WHAT TO PRODUCE
Repeat the entries that follow from start to finish, keeping every character.

INFORMATION
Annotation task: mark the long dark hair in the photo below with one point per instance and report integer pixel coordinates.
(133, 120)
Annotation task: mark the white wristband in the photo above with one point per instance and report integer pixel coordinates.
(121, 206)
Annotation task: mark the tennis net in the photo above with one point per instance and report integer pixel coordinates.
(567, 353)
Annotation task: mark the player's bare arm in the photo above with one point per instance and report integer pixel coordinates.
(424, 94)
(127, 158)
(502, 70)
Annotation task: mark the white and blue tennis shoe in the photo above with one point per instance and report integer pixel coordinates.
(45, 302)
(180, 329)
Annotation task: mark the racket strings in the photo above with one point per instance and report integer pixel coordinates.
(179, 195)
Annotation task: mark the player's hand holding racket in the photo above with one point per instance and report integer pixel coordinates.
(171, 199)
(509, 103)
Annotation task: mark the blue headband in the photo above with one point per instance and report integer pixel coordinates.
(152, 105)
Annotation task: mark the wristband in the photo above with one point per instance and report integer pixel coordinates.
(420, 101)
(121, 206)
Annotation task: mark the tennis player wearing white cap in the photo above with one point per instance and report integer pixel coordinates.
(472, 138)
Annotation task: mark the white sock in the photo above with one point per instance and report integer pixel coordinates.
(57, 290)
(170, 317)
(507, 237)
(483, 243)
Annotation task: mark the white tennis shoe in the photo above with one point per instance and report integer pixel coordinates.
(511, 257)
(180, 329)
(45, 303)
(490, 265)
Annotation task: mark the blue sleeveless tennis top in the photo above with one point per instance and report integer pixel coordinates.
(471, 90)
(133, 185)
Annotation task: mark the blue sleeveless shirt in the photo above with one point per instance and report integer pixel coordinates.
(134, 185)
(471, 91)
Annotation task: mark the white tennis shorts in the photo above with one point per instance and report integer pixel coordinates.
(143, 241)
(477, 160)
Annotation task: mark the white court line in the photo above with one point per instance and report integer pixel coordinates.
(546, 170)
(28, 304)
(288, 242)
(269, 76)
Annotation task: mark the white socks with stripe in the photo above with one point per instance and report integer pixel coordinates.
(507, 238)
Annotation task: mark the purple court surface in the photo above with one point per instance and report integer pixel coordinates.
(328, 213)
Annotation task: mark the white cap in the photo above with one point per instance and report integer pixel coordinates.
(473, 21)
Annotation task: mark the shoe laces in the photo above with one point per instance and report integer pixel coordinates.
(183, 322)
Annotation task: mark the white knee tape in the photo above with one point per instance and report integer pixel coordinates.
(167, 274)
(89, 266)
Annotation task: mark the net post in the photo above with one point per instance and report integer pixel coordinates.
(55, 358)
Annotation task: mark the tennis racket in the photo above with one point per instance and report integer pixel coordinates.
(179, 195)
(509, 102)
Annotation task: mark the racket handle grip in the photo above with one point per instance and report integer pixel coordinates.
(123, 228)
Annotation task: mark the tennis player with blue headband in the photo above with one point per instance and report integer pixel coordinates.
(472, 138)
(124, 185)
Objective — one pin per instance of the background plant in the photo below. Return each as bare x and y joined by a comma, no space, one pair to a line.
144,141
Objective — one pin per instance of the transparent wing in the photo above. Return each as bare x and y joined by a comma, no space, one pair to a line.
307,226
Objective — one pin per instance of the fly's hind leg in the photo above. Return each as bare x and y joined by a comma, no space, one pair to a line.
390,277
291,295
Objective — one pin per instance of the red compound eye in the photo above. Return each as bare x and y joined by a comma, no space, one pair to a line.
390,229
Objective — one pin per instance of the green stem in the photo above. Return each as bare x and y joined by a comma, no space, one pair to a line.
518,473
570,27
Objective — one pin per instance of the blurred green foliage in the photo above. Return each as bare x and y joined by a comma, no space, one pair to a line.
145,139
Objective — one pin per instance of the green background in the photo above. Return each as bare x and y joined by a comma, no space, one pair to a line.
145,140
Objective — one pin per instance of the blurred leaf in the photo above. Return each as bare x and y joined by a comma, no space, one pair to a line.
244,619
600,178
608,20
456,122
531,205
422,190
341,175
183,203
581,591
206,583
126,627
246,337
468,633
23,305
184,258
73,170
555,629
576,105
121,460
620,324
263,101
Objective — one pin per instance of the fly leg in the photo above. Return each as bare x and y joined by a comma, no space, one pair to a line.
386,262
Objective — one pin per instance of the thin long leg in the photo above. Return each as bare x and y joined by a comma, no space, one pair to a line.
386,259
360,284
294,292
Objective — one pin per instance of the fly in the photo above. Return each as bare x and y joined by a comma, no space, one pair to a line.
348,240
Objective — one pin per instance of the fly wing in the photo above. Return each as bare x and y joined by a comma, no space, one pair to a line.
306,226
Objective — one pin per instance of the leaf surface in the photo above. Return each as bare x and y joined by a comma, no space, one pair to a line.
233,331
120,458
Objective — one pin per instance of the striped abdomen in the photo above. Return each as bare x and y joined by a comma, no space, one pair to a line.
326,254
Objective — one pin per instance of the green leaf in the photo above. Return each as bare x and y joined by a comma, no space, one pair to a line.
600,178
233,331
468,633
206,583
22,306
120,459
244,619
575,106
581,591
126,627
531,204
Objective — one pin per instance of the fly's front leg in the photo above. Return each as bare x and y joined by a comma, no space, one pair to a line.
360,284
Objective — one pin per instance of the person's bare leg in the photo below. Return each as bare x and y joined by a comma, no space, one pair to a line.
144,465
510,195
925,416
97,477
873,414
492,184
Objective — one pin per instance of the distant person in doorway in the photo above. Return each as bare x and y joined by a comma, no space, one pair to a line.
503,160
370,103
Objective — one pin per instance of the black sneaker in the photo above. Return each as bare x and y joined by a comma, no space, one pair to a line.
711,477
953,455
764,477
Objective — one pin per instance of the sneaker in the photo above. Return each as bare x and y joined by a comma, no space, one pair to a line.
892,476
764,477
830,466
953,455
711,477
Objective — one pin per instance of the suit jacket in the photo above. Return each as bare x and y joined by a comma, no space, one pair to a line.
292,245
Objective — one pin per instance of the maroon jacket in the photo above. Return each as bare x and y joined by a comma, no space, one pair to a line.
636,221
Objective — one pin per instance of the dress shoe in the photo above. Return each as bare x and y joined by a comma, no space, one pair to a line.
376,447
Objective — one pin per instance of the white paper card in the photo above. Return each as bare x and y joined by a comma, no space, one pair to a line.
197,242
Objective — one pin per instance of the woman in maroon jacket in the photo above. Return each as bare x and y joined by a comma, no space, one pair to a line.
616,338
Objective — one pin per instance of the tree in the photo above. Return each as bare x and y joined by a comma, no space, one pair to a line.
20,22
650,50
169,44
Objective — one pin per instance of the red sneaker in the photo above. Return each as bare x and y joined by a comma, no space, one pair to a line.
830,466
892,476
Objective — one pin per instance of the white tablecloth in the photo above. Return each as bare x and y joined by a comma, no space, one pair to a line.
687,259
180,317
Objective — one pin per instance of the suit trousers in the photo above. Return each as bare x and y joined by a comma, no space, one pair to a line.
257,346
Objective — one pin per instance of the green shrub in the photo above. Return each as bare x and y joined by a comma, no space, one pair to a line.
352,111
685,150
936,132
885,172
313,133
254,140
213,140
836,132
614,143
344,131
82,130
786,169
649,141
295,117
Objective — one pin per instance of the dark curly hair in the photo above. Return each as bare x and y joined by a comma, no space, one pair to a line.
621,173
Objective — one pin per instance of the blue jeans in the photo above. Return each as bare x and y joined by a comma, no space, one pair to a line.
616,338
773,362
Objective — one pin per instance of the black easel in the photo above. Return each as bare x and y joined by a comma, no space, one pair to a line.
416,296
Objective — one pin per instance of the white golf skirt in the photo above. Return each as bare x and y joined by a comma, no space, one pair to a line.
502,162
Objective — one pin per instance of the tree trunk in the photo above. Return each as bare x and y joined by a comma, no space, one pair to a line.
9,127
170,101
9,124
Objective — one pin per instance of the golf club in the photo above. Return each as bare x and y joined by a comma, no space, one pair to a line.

EXERCISE SOLUTION
Annotation task: mark the long dark hair in the photo below with one point per instance and report integer pixel coordinates.
(133, 120)
Annotation task: mark the white wristband in the photo above with one point per instance and report integer pixel coordinates.
(121, 206)
Annotation task: mark the tennis net in the photo above with one point per instance and report integer pixel coordinates.
(567, 353)
Annotation task: mark the player's bare arm in the photo above with one point per instance and report integer pixel coordinates.
(424, 94)
(127, 158)
(502, 70)
Annotation task: mark the white and blue tennis shoe in the photo above with one point per instance and report integer pixel coordinates.
(45, 302)
(180, 329)
Annotation task: mark the racket strings in the photo above with one point per instance and report integer pixel coordinates.
(179, 195)
Annotation task: mark the player's hand holding racket in the photo above with one point per instance and report integer pixel coordinates.
(171, 199)
(509, 103)
Annotation task: mark the blue headband in the photo above with one point per instance and report integer pixel coordinates.
(152, 105)
Annotation task: mark the wristband in the photo above with one point per instance and report integer pixel coordinates.
(420, 101)
(121, 206)
Annotation task: mark the tennis player wearing white cap in the photo above with one point per instance and report integer pixel coordinates.
(472, 138)
Annotation task: mark the white sock in the photo above with one point per instance and report integer pixel coordinates.
(57, 290)
(170, 317)
(507, 237)
(483, 243)
Annotation task: mark the white tennis shoe in the photo above with one point per instance and report integer pixel coordinates.
(511, 257)
(180, 329)
(45, 303)
(490, 265)
Annotation task: mark the blue sleeveless tennis top in the photo above with one point per instance and report integer pixel coordinates.
(471, 90)
(133, 185)
Annotation task: mark the blue sleeveless shirt in the photo above with one point per instance and report integer pixel coordinates.
(134, 185)
(471, 91)
Annotation task: mark the white tennis shorts in the photo above with one point per instance and report integer pixel coordinates.
(143, 241)
(477, 160)
Annotation task: mark the white court line in the photo above with one point per instance and report integer pixel coordinates.
(546, 170)
(28, 304)
(288, 242)
(269, 76)
Annotation task: mark the white socks with stripe in the photo above with one point per instance and report integer pixel coordinates.
(507, 238)
Annotation task: mark the purple court surface in the photo above with one point per instance and report integer pixel coordinates.
(328, 213)
Annotation task: mark the white cap in the photo above with one point per instance and report integer pixel coordinates.
(473, 21)
Annotation task: mark the shoe laces in the photo above with one point per instance and report integer pixel coordinates.
(183, 322)
Annotation task: mark the white knee tape in the photo above with one point per instance and report integer pixel coordinates.
(167, 274)
(89, 266)
Annotation task: mark the net post in the photo above with one point per instance and report integer pixel coordinates.
(55, 358)
Annotation task: mark the tennis racket in the photo above with one point per instance and report integer pixel coordinates.
(179, 195)
(509, 102)
Annotation task: mark the racket handle grip in the photo above with one point per instance and report integer pixel coordinates.
(123, 228)
Annotation task: mark the tennis player with blue headband in the photo above with one point per instance and report integer pixel coordinates.
(472, 138)
(124, 185)
Objective — one pin per instance of the background plant in the photo below. Return each as bare x and y joined by a comma, no space, one pair to a line.
144,141
Objective — one pin per instance of the transparent wing in the photo above. Return each as bare x and y joined by a comma, no space, one pair to a line.
307,226
Objective — one pin per instance of the fly's hind leg in the photo above. Return each as bare x and y joined by a comma, no space, one pair to a line.
390,277
291,295
Objective — one pin per instance of the red compound eye in the photo above. Return each as bare x and y joined by a comma, no space, one pair to a line.
390,229
Objective — one pin per instance of the green stem in the photo above. Return each as bare x and y joined by a comma, no space, one pair to a line.
518,473
570,27
Objective — one pin per instance of the blurred green foliage in the photo above. Return each as bare x and y joined by a comma, no space, one pair to a line.
145,139
Objective — one pin per instance of the green background in the photo above. Return each as bare x and y joined by a comma, no space, one pair to a line.
145,140
Objective — one pin per instance of the blurred leaf in the photo above. Return each as bare x and y joined by a comma, no space, one pair to a line.
244,619
600,178
608,20
456,122
531,205
422,190
341,175
183,203
581,591
206,583
126,627
246,337
468,633
23,305
184,258
73,170
555,629
576,105
121,460
620,324
263,101
Objective — one pin per instance of the fly leg in the photo above. Return each as bare x and y joined by a comma, no space, one pair to a line.
386,262
Objective — one pin per instance of the thin long leg in the photo above. Return each as bare x and y joined by a comma, no space, one pair to a line.
386,259
360,284
294,292
Objective — one pin per instance of the fly in the photo above. Return each as bare x and y joined by a comma, no space, one pair to a line.
348,240
Objective — one pin per instance of the fly wing in the photo above. Return each as bare x and y joined by a comma, no space, one pair to a line.
306,226
Objective — one pin per instance of the leaf surface in the photo above. Return each as bare x and y joined by a comma, no space, one pair to a line.
233,331
120,458
Objective — one pin per instance of the striped abdomen in the photo above. Return each as bare x and y joined by a comma, no space, one pair to a line.
326,254
Objective — one pin per instance of the green leaf in the photo above. Return each as bare x and y joined by a comma, no space, one pair to a line.
600,178
233,331
468,633
206,583
22,306
120,459
244,619
575,106
581,591
126,627
531,204
Objective — one pin per instance of the fly's front leg in the photo above. Return each as bare x and y joined by a comma, no space, one pair to a line.
360,284
Objective — one pin per instance of the person's bare leg in the photo below. Return each as bare x and y joined by a comma, no space, one pair to a line.
144,465
510,195
925,416
97,477
873,414
492,184
Objective — one pin per instance of the distant person in doorway in the photo above. Return each as bare x and y joined by a comma, no space, one pair to a line.
503,160
370,103
Objective — one pin per instance of the black sneaker in the photo above. Return each as bare x and y joined by a comma, no space, one pair to a line.
711,477
953,455
764,477
Objective — one pin per instance of the sneaker in the photo above. Return each as bare x and y joined by a comma, no space, one pair to a line.
892,476
764,477
830,466
953,455
711,477
Objective — one pin per instance of the suit jacket in the photo above. Return each as bare x and y joined by a comma, no space, one pair to a line.
292,245
Objective — one pin per instance of the maroon jacket in the photo above. Return each as bare x and y joined by a comma, no space, one pair to a line.
636,221
Objective — one pin per instance of the dress shoe in the photo above. Return each as bare x and y joined by a comma, no space, one pair to a line.
376,447
Objective — one pin per instance of the white paper card in the photo above. Return each as bare x and y joined by a comma, no space, one pair to a line.
197,242
Objective — one pin per instance of the woman in maroon jacket in the photo above. Return each as bare x and y joined by a comma, no space, one pair to a line.
616,338
Objective — one pin per instance of the tree in the photo above. Return each as bare x and y joined by a comma, no space, one pair to a line.
20,22
650,50
169,44
Objective — one pin per instance of the red sneaker in the photo above. Return each as bare x and y joined by a comma, no space, one pair to a line.
830,466
892,476
Objective — one pin per instance of the white tablecloth in the photo above. Return each as bare x and y joined by a comma, no space, one pair to a line.
687,259
180,317
Objective — one pin per instance of the suit trousers in the photo above. Return each as bare x and y joined by a comma, no space, one pair to a line.
257,346
Objective — one pin per instance of the green shrub in the photo above. Return each as bare x and y joined by a comma, no space, one pair to a line.
352,111
685,150
936,132
885,172
313,133
254,140
213,140
836,132
614,143
344,131
82,130
786,169
649,141
295,117
Objective — one pin per instance of the dark curly hair in the photo above. Return each as bare x and y joined by a comma, no space, one pair to a line.
621,173
Objective — one pin per instance of the blue jeans in the photo above. Return each as bare x and y joined by a comma, no space, one pair to a line.
616,338
773,362
Objective — one pin per instance of the black easel in the photo above. Return each as bare x and y joined by a comma, no space, one pair to a line.
416,296
Objective — one pin per instance of the white golf skirt in the photo above. Return each as bare x and y joined by a comma, no space, one pair to a line.
502,162
Objective — one pin per instance of the tree trunk in the photo above. Return each as bare x and y joined by a comma, no space, one pair to a line.
9,127
170,101
9,124
Objective — one pin per instance of the golf club in the photo above. Return each as bare x and y joined by a comma, no space, one pair to a line.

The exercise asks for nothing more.